To do:
Once the pictures are set aside, transcribe the remaining data exactly.

[Records from a data collection]
________

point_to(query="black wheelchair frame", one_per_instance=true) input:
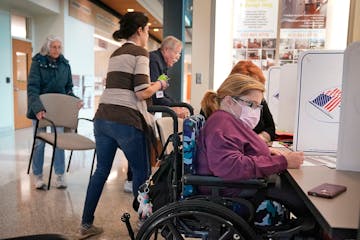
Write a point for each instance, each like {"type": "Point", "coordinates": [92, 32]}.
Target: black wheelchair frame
{"type": "Point", "coordinates": [208, 217]}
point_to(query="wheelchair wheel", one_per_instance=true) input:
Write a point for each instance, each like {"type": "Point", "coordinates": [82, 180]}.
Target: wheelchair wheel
{"type": "Point", "coordinates": [195, 219]}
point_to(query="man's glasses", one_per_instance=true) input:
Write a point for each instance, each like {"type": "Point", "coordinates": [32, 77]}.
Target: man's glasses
{"type": "Point", "coordinates": [250, 104]}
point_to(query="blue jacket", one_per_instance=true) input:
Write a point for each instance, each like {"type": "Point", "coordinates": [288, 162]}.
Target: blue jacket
{"type": "Point", "coordinates": [47, 76]}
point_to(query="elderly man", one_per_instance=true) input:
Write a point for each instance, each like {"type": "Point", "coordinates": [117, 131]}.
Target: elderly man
{"type": "Point", "coordinates": [160, 61]}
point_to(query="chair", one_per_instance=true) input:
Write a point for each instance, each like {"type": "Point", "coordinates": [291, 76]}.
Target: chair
{"type": "Point", "coordinates": [61, 111]}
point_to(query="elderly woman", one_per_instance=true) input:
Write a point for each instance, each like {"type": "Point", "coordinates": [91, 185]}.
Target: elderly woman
{"type": "Point", "coordinates": [49, 73]}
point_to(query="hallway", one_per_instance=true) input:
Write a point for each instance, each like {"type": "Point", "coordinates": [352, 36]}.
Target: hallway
{"type": "Point", "coordinates": [25, 210]}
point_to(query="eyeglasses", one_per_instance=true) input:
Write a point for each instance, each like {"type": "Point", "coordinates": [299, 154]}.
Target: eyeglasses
{"type": "Point", "coordinates": [250, 104]}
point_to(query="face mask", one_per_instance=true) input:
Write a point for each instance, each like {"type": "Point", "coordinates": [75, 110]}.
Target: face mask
{"type": "Point", "coordinates": [248, 115]}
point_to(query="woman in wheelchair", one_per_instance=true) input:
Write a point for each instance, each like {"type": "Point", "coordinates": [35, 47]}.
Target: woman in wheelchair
{"type": "Point", "coordinates": [229, 148]}
{"type": "Point", "coordinates": [220, 189]}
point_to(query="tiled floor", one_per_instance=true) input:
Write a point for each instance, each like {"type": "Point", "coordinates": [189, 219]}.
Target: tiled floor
{"type": "Point", "coordinates": [25, 210]}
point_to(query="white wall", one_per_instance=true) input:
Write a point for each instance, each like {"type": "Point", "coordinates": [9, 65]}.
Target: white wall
{"type": "Point", "coordinates": [6, 89]}
{"type": "Point", "coordinates": [201, 50]}
{"type": "Point", "coordinates": [53, 5]}
{"type": "Point", "coordinates": [223, 41]}
{"type": "Point", "coordinates": [337, 24]}
{"type": "Point", "coordinates": [79, 46]}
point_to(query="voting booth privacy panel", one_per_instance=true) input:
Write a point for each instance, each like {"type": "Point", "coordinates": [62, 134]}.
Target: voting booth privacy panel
{"type": "Point", "coordinates": [319, 97]}
{"type": "Point", "coordinates": [272, 91]}
{"type": "Point", "coordinates": [287, 97]}
{"type": "Point", "coordinates": [348, 156]}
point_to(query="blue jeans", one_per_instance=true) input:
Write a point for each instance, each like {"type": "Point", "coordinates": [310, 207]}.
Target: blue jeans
{"type": "Point", "coordinates": [38, 155]}
{"type": "Point", "coordinates": [108, 137]}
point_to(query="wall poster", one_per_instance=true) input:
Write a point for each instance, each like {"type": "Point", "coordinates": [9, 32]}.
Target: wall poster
{"type": "Point", "coordinates": [255, 30]}
{"type": "Point", "coordinates": [303, 25]}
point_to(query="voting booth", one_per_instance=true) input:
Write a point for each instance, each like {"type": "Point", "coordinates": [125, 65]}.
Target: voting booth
{"type": "Point", "coordinates": [348, 155]}
{"type": "Point", "coordinates": [287, 97]}
{"type": "Point", "coordinates": [272, 91]}
{"type": "Point", "coordinates": [318, 102]}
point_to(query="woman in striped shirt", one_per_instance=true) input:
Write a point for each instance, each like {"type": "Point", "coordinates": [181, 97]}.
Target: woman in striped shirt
{"type": "Point", "coordinates": [122, 120]}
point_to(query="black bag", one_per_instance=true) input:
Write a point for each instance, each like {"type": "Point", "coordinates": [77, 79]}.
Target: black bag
{"type": "Point", "coordinates": [160, 189]}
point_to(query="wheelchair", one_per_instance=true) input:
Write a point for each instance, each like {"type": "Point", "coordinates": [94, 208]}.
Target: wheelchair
{"type": "Point", "coordinates": [192, 215]}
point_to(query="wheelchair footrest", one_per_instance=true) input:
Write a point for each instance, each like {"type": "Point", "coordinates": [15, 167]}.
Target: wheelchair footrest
{"type": "Point", "coordinates": [295, 226]}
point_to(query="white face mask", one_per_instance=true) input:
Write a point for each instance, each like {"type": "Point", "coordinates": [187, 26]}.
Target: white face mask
{"type": "Point", "coordinates": [248, 115]}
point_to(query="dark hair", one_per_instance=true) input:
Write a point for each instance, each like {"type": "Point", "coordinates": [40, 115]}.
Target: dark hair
{"type": "Point", "coordinates": [129, 24]}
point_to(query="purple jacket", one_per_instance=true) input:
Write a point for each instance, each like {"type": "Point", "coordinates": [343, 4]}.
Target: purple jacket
{"type": "Point", "coordinates": [229, 149]}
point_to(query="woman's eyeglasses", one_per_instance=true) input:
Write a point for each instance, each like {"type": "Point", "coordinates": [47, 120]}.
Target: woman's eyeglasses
{"type": "Point", "coordinates": [250, 104]}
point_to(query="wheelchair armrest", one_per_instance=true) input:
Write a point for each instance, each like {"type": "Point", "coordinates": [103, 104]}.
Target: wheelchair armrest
{"type": "Point", "coordinates": [87, 119]}
{"type": "Point", "coordinates": [218, 182]}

________

Exercise output:
point_to(query="black wheelchair frame", one_per_instance=true) input:
Write a point for each instance, each like {"type": "Point", "coordinates": [92, 32]}.
Target: black wheelchair frame
{"type": "Point", "coordinates": [208, 217]}
point_to(query="wheelchair wheel", one_per_instance=true) input:
Write a point for each instance, each like {"type": "Point", "coordinates": [82, 180]}.
Target: wheelchair wheel
{"type": "Point", "coordinates": [195, 219]}
point_to(query="man's glasses", one_per_instance=true) input:
Write a point for each instance, each like {"type": "Point", "coordinates": [32, 77]}.
Target: man's glasses
{"type": "Point", "coordinates": [250, 104]}
point_to(query="blue jacket", one_per_instance=true) input:
Write a point for each instance, each like {"type": "Point", "coordinates": [288, 162]}.
Target: blue jacket
{"type": "Point", "coordinates": [47, 76]}
point_to(query="elderly man", one_per_instance=true) input:
Write a point for each instance, each like {"type": "Point", "coordinates": [117, 131]}.
Target: elderly man
{"type": "Point", "coordinates": [160, 61]}
point_to(query="chair", one_per_instance=true) input:
Write a point for each instance, each like {"type": "Point", "coordinates": [291, 76]}.
Target: chair
{"type": "Point", "coordinates": [61, 111]}
point_to(query="elderly woman", one_per_instance=true) input:
Write a point for each instance, each like {"type": "Point", "coordinates": [91, 185]}.
Target: elderly woman
{"type": "Point", "coordinates": [49, 73]}
point_to(query="hallway", one_per_instance=true) input:
Write a point for each instance, each like {"type": "Point", "coordinates": [352, 36]}.
Target: hallway
{"type": "Point", "coordinates": [25, 210]}
point_to(query="eyeglasses", one_per_instance=true) input:
Write a point for each instance, each like {"type": "Point", "coordinates": [299, 154]}.
Target: eyeglasses
{"type": "Point", "coordinates": [250, 104]}
point_to(query="face mask", one_per_instance=true) input:
Write a point for each instance, each like {"type": "Point", "coordinates": [75, 110]}.
Target: face mask
{"type": "Point", "coordinates": [248, 115]}
point_to(query="woman in wheelchair", one_per_instance=true) input:
Write a point for each instance, each like {"type": "Point", "coordinates": [35, 47]}.
Target: woman in wheelchair
{"type": "Point", "coordinates": [229, 148]}
{"type": "Point", "coordinates": [220, 189]}
point_to(query="tiled floor", one_per_instance=true) input:
Write a point for each instance, each like {"type": "Point", "coordinates": [189, 219]}.
Target: tiled floor
{"type": "Point", "coordinates": [25, 210]}
point_to(query="white wall", one_per_instance=true) input:
Write a point for each instance, each like {"type": "Point", "coordinates": [9, 65]}.
Target: white wall
{"type": "Point", "coordinates": [6, 89]}
{"type": "Point", "coordinates": [201, 50]}
{"type": "Point", "coordinates": [53, 5]}
{"type": "Point", "coordinates": [223, 41]}
{"type": "Point", "coordinates": [337, 24]}
{"type": "Point", "coordinates": [79, 46]}
point_to(query="voting booth privacy panel", one_per_instance=true) input:
Write a point for each instance, each like {"type": "Point", "coordinates": [62, 134]}.
Target: voting booth privacy panel
{"type": "Point", "coordinates": [319, 97]}
{"type": "Point", "coordinates": [272, 91]}
{"type": "Point", "coordinates": [287, 97]}
{"type": "Point", "coordinates": [348, 156]}
point_to(query="blue jeans", one_per_instance=true) input:
Write a point for each instance, each like {"type": "Point", "coordinates": [310, 207]}.
Target: blue jeans
{"type": "Point", "coordinates": [38, 155]}
{"type": "Point", "coordinates": [108, 137]}
point_to(query="wall poster", one_per_instance=true) input:
Write a point for each instance, each like {"type": "Point", "coordinates": [9, 32]}.
Target: wall poster
{"type": "Point", "coordinates": [255, 30]}
{"type": "Point", "coordinates": [303, 25]}
point_to(query="voting booth", one_per_instance=true) input:
Write a point for each instance, each like {"type": "Point", "coordinates": [125, 65]}.
Target: voting booth
{"type": "Point", "coordinates": [348, 155]}
{"type": "Point", "coordinates": [287, 97]}
{"type": "Point", "coordinates": [272, 91]}
{"type": "Point", "coordinates": [318, 102]}
point_to(query="woman in striped shirt", one_per_instance=true) input:
Write a point for each instance, each like {"type": "Point", "coordinates": [181, 97]}.
Target: woman in striped shirt
{"type": "Point", "coordinates": [122, 120]}
point_to(query="black bag", one_per_instance=true) input:
Write a point for each instance, each like {"type": "Point", "coordinates": [77, 79]}.
Target: black bag
{"type": "Point", "coordinates": [160, 189]}
point_to(query="wheelchair", one_per_instance=true) input:
Write a point for each instance, each like {"type": "Point", "coordinates": [94, 208]}.
Target: wheelchair
{"type": "Point", "coordinates": [192, 215]}
point_to(query="wheelchair footrest", one_per_instance=true) input:
Write a point for each instance, each like {"type": "Point", "coordinates": [15, 167]}.
Target: wheelchair footrest
{"type": "Point", "coordinates": [295, 226]}
point_to(query="white face mask", one_per_instance=true) input:
Write a point for each instance, each like {"type": "Point", "coordinates": [187, 26]}.
Target: white face mask
{"type": "Point", "coordinates": [248, 115]}
point_to(query="dark hair", one_per_instance=true) input:
Write a point for each instance, each like {"type": "Point", "coordinates": [40, 115]}.
Target: dark hair
{"type": "Point", "coordinates": [129, 24]}
point_to(query="purple jacket", one_per_instance=true) input:
Write a point for each instance, each like {"type": "Point", "coordinates": [343, 4]}.
Target: purple jacket
{"type": "Point", "coordinates": [229, 149]}
point_to(query="woman's eyeglasses", one_per_instance=true) input:
Write a point for each instance, each like {"type": "Point", "coordinates": [47, 120]}.
Target: woman's eyeglasses
{"type": "Point", "coordinates": [250, 104]}
point_to(query="wheelchair armrest", one_per_instance=true) input:
Write a point for each instance, each like {"type": "Point", "coordinates": [103, 104]}.
Target: wheelchair armrest
{"type": "Point", "coordinates": [87, 119]}
{"type": "Point", "coordinates": [218, 182]}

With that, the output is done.